A recent development, as a result of collaboration between HPC research center (Oak Ridge National Laboratory) and InfiniBand vendor (Mellanox Technologies), addresses the collective communication scalability problem by offloading the MPI collective communications from the host CPU to the network. This solution provides the mechanism needed to support not only computation and communication overlap (allowing the communication to progress asynchronously in hardware as being specified by the MPI Forum for MPI-3), but also supports simultaneous computations processed by the CPU for higher application performance. This minimizes the negative effects of systems noise and jitter and the effect of the non-application compute CPU activities. Offloading of the MPI communication semantics from the software MPI to network provides a comprehensive solution for emerging scalability and performance challenges, as well as enables the usage of “smart” clustering elements beyond the CPU for next-generation productive HPC.

2. MPI Collectives Offloads
The recent InfiniBand interconnect solutions include new hardware technology to support offloading communication management (Figure 1). The new technology defines a general purpose mechanism for coordinating multiple network operations. In the design process, care was taken to ensure this supports effective implementation of asynchronous collective communications (MPI, SHMEM and others) used by scientific applications. The goal of these enhancements is to relieve communication management workload from the CPU and to enhance the scalability of applications on ultra-scale computer systems.

The new offloading technology, named CORE-Direct®, includes Management-Queue, Multiple Work Request, and the wait task functionality. It is designed to support arbitrary communication patterns and to manage the data dependencies between tasks in these patterns. This was added specifically to support collective operations. The intent is to offload the progression of collective operations to the network, with the CPU being involved only in the completion of the collective communication. MPI collective operations are implemented using an interdependent sequence of network operations executed by each process.

--- Extracted material ---

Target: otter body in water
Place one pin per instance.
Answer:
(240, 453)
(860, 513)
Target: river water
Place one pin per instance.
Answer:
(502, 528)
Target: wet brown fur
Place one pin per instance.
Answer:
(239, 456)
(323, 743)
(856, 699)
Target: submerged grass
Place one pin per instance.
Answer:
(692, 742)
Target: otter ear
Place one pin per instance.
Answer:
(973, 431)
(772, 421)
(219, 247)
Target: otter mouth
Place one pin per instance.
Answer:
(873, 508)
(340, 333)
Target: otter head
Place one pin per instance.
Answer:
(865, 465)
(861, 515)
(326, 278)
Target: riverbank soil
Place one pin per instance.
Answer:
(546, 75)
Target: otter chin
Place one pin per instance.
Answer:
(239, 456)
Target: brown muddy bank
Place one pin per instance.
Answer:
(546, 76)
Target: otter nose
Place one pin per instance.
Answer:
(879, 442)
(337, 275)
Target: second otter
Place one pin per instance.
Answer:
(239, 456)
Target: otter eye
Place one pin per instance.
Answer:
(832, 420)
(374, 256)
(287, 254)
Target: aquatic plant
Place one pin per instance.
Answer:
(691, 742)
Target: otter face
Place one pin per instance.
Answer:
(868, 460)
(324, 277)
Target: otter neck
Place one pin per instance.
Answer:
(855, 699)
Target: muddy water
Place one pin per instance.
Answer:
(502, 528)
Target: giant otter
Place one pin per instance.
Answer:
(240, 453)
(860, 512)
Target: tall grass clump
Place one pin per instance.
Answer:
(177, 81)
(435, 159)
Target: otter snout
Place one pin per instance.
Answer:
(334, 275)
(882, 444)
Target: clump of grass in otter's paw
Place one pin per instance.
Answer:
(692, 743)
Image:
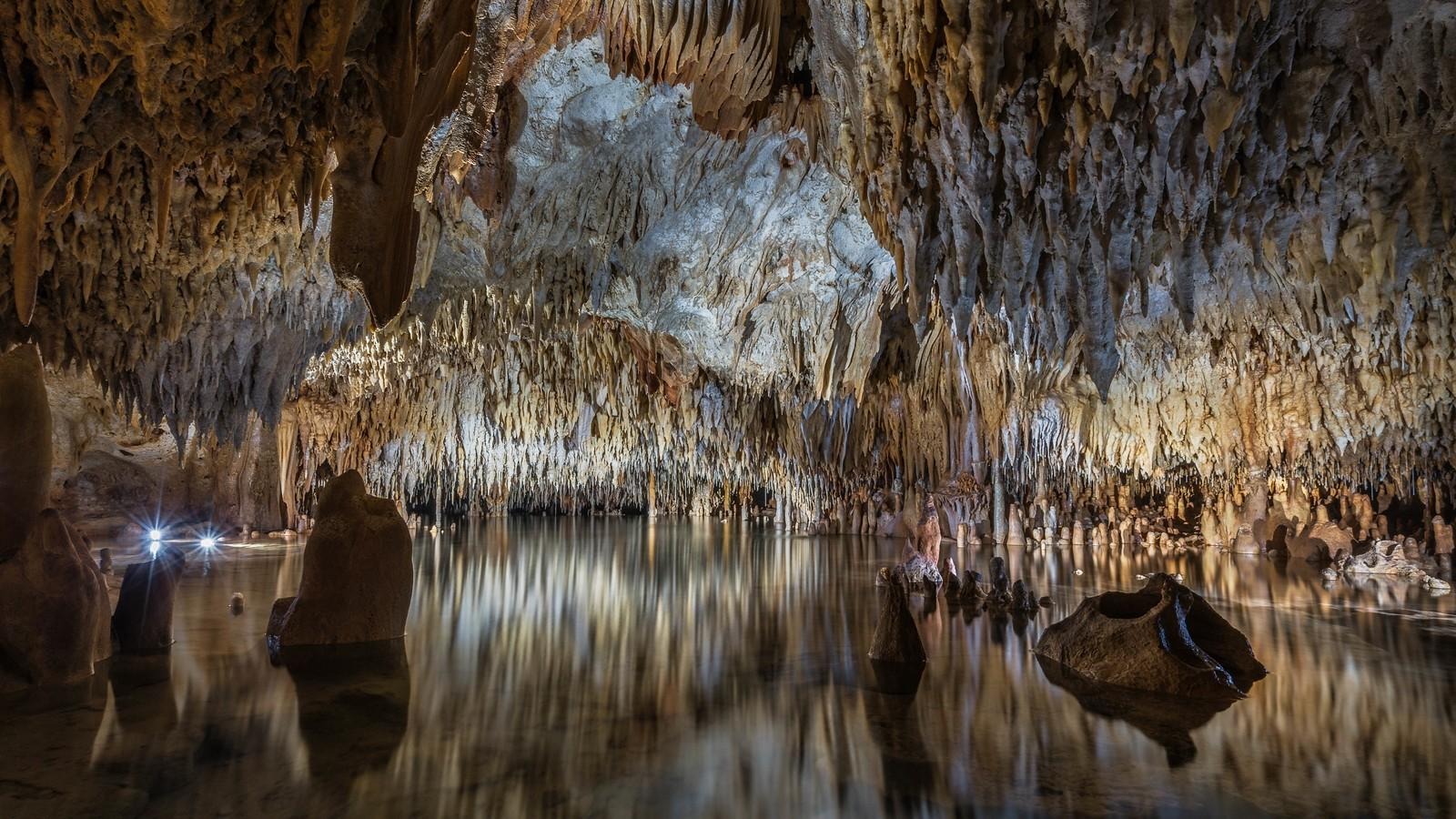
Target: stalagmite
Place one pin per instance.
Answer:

--- What this exercise asks ---
1. Answer these questions from the passage on MPI collective offloading, one per line:
(a) Which research center and which vendor collaborated on the development?
(b) What is the stated goal of the enhancements in the recent InfiniBand interconnect solutions?
(c) What is the new offloading technology named, and what three features does it include?
2. Carry the passage on MPI collective offloading forward from its final sentence.

--- Task answers ---
1.
(a) Oak Ridge National Laboratory and Mellanox Technologies.
(b) To relieve communication management workload from the CPU and to enhance the scalability of applications on ultra-scale computer systems.
(c) CORE-Direct®, which includes Management-Queue, Multiple Work Request, and the wait task functionality.

2.
Figure 1 – HPC system architecture (cluster) with MPI offloading

3. Applications Communications Profiling
In order to determine which applications can benefit from MPI collectives offloads, we need to review the communications patterns of each application, or application groups with similar network characteristics. MPI profiling can be done via dedicated tools either open source or commercial. For example: mpiP for MVAPICH MPI and IPM for Platform MPI. Throughout the MPI profiling we could determine how much of MPI processed communications is being done via MPI collectives communications and what is the associated overhead. The higher the usage of the MPI collective semantics, the higher the benefit from using MPI offloading. The current MPI collectives offloads mechanism support offloading of MPI Barrier, MPI Broadcast, MPI AllReduce, MPI Reduce, MPI AllGather and MPI AllgatherV collectives communications. The rest of the communications are being handled via the CPU.

3.1 OpenFOAM Computational Fluids Dynamics (CFD) Application
From concept to engineering, and from design to test and manufacturing, engineering relies on powerful virtual development solutions. CFD is performed in an effort to secure quality and speed up the development process. The OpenFOAM (Open Field Operation and Manipulation) CFD Toolbox is a free, open source CFD software package produced by a commercial company, OpenCFD Ltd. It has a large user base across most areas of engineering and science, from both commercial and academic organizations. OpenFOAM has an extensive range of features to solve anything from complex fluid flows involving chemical reactions, turbulence and heat transfer, to solid dynamics and electromagnetics.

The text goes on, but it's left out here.